* _Task statement_: Starting at the line containing "shown in [458,299]." and continuing through the last line of the data below, both included, present those lines as a numbered list, leaving out any blank lines.

□ □ □

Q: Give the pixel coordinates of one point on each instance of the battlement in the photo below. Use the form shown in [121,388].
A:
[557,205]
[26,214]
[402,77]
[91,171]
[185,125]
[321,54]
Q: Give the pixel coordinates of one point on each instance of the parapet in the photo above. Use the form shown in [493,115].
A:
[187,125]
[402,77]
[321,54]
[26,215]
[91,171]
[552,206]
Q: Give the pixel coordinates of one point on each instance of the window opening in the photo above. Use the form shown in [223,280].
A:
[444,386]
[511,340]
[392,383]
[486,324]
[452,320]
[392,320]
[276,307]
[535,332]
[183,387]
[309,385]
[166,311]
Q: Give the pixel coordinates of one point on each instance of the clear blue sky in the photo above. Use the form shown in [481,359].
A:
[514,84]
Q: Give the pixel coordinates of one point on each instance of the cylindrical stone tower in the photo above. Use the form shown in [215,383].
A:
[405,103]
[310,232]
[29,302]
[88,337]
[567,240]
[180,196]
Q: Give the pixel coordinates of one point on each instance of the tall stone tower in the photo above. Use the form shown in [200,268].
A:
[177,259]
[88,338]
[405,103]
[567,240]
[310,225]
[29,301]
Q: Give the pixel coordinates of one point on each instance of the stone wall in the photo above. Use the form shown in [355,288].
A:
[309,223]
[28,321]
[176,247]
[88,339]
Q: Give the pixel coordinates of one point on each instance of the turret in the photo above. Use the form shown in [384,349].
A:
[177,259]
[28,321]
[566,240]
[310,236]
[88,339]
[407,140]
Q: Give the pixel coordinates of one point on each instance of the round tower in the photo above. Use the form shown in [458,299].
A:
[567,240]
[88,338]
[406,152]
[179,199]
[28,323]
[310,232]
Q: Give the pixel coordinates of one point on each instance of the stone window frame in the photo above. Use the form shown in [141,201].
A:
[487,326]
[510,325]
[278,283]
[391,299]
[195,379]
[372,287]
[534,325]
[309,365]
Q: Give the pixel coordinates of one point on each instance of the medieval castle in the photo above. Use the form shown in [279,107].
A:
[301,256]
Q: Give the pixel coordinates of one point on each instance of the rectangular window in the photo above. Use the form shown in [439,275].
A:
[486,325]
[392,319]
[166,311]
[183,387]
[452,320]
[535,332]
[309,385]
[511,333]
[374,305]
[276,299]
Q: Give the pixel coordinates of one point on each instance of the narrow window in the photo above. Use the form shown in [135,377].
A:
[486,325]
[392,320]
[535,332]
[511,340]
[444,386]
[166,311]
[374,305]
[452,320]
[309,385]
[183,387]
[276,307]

□ □ □

* _Written answer_:
1. Q: Give the pixel coordinates of one point on each instance of the round tower in the photo above. Use the form shown in [458,299].
2. A:
3. [567,240]
4. [88,338]
5. [406,152]
6. [179,199]
7. [28,323]
8. [310,232]
9. Q: Give the pixel coordinates of one point on each instance of the stone window frame in the photo above. Use the form shown in [141,201].
10. A:
11. [487,326]
12. [510,325]
13. [278,283]
14. [391,299]
15. [195,379]
16. [372,287]
17. [534,325]
18. [309,365]
19. Q: Give the pixel coordinates of one point on each instance of the medieval castle in the photo above. Use the form shown in [279,107].
20. A:
21. [301,256]
22. Q: Give the pixel coordinates of one point on each instance of the rectangular window in the photo above. Use the form shown in [439,275].
23. A:
24. [486,325]
25. [392,319]
26. [166,311]
27. [183,387]
28. [452,320]
29. [535,332]
30. [309,385]
31. [511,333]
32. [374,305]
33. [276,299]
34. Q: Give the pixel coordinates of one point on each instance of the narrow window in the photo above. Use the form shown in [135,377].
35. A:
36. [486,325]
37. [392,320]
38. [535,332]
39. [511,340]
40. [444,386]
41. [166,311]
42. [374,305]
43. [452,320]
44. [309,385]
45. [183,387]
46. [276,307]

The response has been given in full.